What you need to do ▸
Copy the entire listing, down to the final line, exactly.

Data supplied ▸
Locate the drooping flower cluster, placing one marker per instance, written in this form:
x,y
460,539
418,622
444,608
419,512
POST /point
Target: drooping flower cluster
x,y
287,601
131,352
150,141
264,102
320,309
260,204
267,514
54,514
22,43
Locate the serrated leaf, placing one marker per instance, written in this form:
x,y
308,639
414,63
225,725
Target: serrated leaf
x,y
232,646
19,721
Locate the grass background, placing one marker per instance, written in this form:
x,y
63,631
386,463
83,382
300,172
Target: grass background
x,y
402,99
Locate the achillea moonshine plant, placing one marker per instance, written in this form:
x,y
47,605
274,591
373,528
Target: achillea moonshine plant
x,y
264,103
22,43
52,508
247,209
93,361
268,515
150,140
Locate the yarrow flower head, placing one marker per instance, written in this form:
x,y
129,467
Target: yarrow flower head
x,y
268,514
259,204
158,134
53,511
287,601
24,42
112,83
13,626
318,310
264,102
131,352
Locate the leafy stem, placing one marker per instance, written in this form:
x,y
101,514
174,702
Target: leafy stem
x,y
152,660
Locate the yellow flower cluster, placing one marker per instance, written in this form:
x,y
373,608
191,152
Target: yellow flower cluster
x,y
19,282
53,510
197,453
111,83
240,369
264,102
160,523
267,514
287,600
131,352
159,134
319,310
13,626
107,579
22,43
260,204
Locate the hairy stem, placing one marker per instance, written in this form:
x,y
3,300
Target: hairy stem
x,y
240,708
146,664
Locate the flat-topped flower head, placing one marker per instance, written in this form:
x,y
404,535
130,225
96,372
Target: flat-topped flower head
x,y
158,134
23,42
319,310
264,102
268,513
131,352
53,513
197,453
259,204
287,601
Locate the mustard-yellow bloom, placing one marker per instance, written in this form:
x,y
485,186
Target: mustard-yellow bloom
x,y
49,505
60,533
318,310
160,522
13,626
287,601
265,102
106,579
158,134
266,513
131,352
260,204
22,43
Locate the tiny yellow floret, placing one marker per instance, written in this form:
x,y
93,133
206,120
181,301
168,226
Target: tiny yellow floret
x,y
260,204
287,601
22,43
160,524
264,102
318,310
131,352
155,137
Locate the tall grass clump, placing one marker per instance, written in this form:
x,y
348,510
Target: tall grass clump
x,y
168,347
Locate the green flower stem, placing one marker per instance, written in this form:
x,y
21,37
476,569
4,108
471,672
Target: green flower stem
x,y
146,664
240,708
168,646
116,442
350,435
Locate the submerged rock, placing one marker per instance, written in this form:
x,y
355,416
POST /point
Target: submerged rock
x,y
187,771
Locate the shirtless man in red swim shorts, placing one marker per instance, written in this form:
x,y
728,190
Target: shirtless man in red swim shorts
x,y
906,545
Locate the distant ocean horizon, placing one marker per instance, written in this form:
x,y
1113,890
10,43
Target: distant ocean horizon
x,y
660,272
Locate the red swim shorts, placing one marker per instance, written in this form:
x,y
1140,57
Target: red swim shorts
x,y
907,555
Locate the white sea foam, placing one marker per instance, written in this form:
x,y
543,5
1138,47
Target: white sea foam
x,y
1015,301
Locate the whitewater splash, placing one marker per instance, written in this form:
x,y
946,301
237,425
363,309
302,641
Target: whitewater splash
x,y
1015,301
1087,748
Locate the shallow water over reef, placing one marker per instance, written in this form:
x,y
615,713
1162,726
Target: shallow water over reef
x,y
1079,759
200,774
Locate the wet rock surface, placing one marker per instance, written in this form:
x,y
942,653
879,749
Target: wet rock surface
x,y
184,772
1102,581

Response ▸
Locate the drooping flower cluster, placing one marker per instance, written in this form:
x,y
460,539
418,622
444,608
419,512
POST /point
Target: drooping flower cluster
x,y
287,601
131,352
150,141
264,102
320,309
260,204
267,514
54,514
22,43
Locate the serrated leaf, placing one marker per instance, written in this form:
x,y
308,639
414,63
225,725
Target: serrated leaf
x,y
232,646
19,721
Locate the grass background, placing one marker per instance, written in this form:
x,y
63,631
386,463
83,382
300,172
Target: grass background
x,y
402,99
Locate the achillea moonshine plant, placing one marker per instance, written in this form:
x,y
47,605
274,591
373,528
Target: achillea moonshine plant
x,y
264,103
22,43
52,508
247,209
93,361
268,515
150,140
Locate the yarrow flower head, placing one marker per instance, written in this form:
x,y
129,467
Target: yarrow flower head
x,y
268,514
259,204
158,134
53,511
287,601
24,42
112,83
13,626
318,310
264,102
131,352
Locate the leafy stem, placing one marker per instance, written in this form:
x,y
101,514
174,702
Target: leafy stem
x,y
152,660
Locate the yellow flower cluster, placing one marker per instance, written in this form:
x,y
373,608
191,152
Target: yellow flower cluster
x,y
19,282
53,510
197,453
111,83
240,369
264,102
160,523
267,514
287,600
131,352
159,134
319,310
13,626
107,579
22,43
260,204
Locate the hairy stem, placing one marker per instance, written in this form:
x,y
3,300
Target: hairy stem
x,y
240,708
146,664
Locate the flat-topped flower head, placing one marker per instance, written in this form:
x,y
404,535
130,225
96,372
Target: flat-topped flower head
x,y
158,134
23,42
319,310
264,102
268,513
131,352
53,513
197,453
259,204
287,601
Locate the mustard-yellow bloom, placing one marker per instance, written in this form:
x,y
485,186
Target: mustard-yellow bloom
x,y
49,505
60,533
318,310
160,522
13,626
287,601
265,102
106,579
158,134
266,513
131,352
260,204
22,43
Locate the tiny yellow floret, placing one marker per instance, written in this form:
x,y
93,133
206,120
181,301
168,226
Target: tiny yellow floret
x,y
260,204
287,601
22,43
160,524
264,102
318,310
131,352
155,137
Locate the tall grass clump, placing one marker per instance, written in this form:
x,y
348,510
Target: tall grass clump
x,y
168,347
Locate the green flower stem, placing one marker per instance, written in this form:
x,y
21,37
476,569
4,108
471,672
Target: green flower stem
x,y
146,664
240,708
168,646
116,442
350,435
Locate the submerged rock, placing one marker per instance, written in this form:
x,y
355,416
POST /point
Target: submerged rock
x,y
187,771
Locate the shirtless man in red swim shorts, placing one marker per instance, written in this form:
x,y
728,190
Target: shirtless man in red swim shorts
x,y
906,545
Locate the distant ocean horizon, placing one marker per instance, written in this form:
x,y
1113,890
10,43
Target: distant ocean horizon
x,y
660,272
Locate the red swim shorts, placing one marker per instance, written in this form:
x,y
1140,57
Target: red swim shorts
x,y
907,555
Locate the white sea foam, placing one marker per instance, written in this form:
x,y
543,5
1138,47
Target: white sea foam
x,y
1015,301
Locate the whitewater splash, placing one marker per instance, written in this form:
x,y
946,301
237,425
363,309
302,641
Target: whitewater splash
x,y
1015,301
1087,748
Locate the shallow water over reef, placing one marker per instance, written in this form:
x,y
615,713
1162,726
Target: shallow water over reef
x,y
1079,759
200,774
Locate the wet rock surface, placing one marker per instance, written in this form:
x,y
942,653
879,749
Target: wet rock surface
x,y
184,772
1102,581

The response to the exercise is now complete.